======== TEXT SECTION

X. Han, D.L. Pham, D. Tosun, M.E. Rettmann, B. Lucas, S. Roy, C. Xu, A. Carass, and J.L. Prince

Overview

Segmentation and representation of the human cerebral cortex from magnetic resonance (MR) images plays an important role in neuroscience and medicine. A successful cortical reconstruction method must be robust to various imaging artifacts and produce anatomically meaningful and consistent cortical representations. In this work, we improve upon our previous efforts on central cortical surface reconstruction by addressing a few major limitations and introducing several novel developments. The resulting method, which we call CRUISE, is fast and numerically stable, and yields accurate brain surface reconstructions that are guaranteed to be topologically correct and free from self-intersections.

Introduction

Geometrically, the cerebral cortex is a thin, folded sheet of gray matter (GM) that is 1–5 mm thick. The cortical GM is bounded by the cerebrospinal fluid (CSF) on the outside, forming the pial cortical surface, and by the white matter (WM) on the inside, forming the inner cortical surface. It is useful to define the central cortical surface as well, which lies at roughly the geometric center between the inner and pial surfaces and gives an overall 2-D approximation to the 3-D cortical sheet. Finding the three surfaces enables the visualization and study of the sulcal and gyral patterns of an individual subject, and allows morphometric measurements such as cortical volume, surface area, cortical thickness, and sulcal depth. These measures provide valuable information about the cortical characteristics of both normal development and pathological diseases. Correspondences between cortical reconstructions from different subjects can also be used for image registration, digital atlas labeling, and population-based probabilistic atlas generation. In addition, cortical reconstruction is important for functional brain mapping, surgical planning, and cortical unfolding or flattening.

================

*WHAT THE TASK REQUIRES:*
Continue the text on cortical surface reconstruction from MR images, picking up after its final sentence.

======== DATASET

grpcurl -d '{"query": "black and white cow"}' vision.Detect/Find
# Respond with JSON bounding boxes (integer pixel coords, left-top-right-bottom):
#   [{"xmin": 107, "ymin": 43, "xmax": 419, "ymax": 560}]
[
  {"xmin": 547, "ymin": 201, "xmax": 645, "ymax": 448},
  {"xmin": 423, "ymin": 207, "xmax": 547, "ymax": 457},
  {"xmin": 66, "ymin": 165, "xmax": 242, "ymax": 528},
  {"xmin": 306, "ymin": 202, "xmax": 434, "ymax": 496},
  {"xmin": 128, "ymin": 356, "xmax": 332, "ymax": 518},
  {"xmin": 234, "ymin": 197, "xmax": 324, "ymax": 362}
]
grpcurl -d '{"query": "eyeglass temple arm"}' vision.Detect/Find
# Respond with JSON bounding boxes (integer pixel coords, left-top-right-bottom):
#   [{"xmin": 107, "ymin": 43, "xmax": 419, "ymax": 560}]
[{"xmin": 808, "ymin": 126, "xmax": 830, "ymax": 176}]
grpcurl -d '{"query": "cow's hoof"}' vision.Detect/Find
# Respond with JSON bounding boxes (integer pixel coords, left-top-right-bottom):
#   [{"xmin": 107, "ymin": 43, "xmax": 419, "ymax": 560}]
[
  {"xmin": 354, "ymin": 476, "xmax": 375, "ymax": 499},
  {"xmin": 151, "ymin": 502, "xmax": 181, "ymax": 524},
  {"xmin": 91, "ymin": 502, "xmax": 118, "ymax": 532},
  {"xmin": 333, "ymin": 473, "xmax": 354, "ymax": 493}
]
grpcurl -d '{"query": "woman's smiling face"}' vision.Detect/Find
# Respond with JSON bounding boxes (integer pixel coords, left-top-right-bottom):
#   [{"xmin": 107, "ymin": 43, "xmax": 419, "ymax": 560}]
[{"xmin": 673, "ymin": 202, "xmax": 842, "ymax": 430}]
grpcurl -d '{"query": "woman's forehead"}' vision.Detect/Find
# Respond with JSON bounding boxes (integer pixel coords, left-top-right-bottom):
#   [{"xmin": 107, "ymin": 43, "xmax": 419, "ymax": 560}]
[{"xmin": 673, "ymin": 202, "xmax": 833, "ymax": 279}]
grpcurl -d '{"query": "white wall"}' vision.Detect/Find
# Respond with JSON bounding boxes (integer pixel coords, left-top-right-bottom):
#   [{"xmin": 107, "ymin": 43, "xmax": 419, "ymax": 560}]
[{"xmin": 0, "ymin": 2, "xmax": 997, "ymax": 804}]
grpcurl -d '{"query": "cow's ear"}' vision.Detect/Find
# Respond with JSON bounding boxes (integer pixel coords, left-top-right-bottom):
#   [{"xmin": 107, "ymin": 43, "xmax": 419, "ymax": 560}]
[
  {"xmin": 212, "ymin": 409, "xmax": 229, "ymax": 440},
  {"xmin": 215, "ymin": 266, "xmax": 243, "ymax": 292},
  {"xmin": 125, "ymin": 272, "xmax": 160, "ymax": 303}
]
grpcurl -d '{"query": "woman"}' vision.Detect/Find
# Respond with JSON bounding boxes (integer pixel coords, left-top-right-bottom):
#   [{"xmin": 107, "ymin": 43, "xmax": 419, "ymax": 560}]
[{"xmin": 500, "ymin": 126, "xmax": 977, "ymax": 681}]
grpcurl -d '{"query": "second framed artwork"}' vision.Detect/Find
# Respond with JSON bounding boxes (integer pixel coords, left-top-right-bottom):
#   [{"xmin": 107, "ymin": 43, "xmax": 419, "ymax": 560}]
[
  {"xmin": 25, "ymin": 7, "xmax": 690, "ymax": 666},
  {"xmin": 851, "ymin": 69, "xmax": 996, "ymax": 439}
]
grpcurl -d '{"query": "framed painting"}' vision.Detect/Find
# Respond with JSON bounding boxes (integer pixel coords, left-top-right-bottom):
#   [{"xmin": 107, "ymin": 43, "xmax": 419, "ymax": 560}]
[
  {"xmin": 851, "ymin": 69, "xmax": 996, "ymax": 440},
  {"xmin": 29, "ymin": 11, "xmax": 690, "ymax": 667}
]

================

*YOUR RESPONSE:*
Cortical reconstruction is a step beyond pure segmentation that only classifies the image pixels as belonging to cortical GM or not. An accurate cortical reconstruction must generate a geometric representation of the cortex that is consistent with the true geometry of the brain cortex, complete with multiple lobes, gyral folds, and narrow sulci. In addition, a correct cortical surface reconstruction must have the correct spherical topology and be a valid 2-D manifold without self-intersections. This task is made difficult because of limitations in image quality, especially due to various imaging artifacts such as image noise, partial volume effects, and intensity inhomogeneities. To overcome these difficulties and get successful cortical reconstructions, the CRUISE method we developed systematically combines a robust fuzzy tissue classification algorithm, an efficient topology correction method, and a topology-preserving self-intersection free geometric deformable surface model.